Search the records for the string "pool", and show each line where it appears.
==== Data for analysis
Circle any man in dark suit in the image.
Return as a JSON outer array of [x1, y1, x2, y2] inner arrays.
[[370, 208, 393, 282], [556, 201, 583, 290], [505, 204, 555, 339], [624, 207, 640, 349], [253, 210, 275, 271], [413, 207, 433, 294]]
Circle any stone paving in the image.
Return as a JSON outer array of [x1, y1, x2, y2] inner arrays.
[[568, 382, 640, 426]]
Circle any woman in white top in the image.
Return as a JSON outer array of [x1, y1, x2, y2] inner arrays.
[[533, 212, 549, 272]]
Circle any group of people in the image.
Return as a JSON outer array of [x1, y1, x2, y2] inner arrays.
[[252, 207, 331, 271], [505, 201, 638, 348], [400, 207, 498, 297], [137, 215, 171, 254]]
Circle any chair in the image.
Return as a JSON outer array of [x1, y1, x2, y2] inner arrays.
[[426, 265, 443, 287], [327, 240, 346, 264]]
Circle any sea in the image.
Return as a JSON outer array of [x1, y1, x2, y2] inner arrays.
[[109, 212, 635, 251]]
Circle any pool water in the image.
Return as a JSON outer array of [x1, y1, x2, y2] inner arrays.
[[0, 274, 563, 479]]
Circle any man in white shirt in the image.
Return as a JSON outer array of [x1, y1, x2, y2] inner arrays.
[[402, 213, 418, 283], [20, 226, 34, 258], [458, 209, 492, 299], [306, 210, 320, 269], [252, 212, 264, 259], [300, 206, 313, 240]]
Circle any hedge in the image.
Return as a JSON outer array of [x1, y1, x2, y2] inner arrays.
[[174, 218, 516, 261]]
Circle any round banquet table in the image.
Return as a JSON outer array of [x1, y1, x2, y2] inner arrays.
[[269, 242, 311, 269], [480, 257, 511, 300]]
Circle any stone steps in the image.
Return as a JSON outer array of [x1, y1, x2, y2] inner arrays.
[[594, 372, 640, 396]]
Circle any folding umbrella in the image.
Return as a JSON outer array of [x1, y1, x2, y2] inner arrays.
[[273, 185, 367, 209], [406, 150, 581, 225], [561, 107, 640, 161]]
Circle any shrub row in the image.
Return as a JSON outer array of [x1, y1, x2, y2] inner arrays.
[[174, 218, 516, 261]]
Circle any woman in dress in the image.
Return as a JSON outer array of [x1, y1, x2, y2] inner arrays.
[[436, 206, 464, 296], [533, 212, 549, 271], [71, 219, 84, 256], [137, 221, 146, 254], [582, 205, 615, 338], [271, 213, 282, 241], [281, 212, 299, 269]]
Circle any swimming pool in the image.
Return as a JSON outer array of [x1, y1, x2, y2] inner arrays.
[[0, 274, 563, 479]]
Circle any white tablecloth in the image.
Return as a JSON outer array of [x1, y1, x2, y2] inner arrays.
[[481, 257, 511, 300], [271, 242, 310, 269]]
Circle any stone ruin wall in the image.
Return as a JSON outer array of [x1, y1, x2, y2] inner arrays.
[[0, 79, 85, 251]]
========
* _Task solution_
Circle any pool water in the image.
Circle any swimming pool in the image.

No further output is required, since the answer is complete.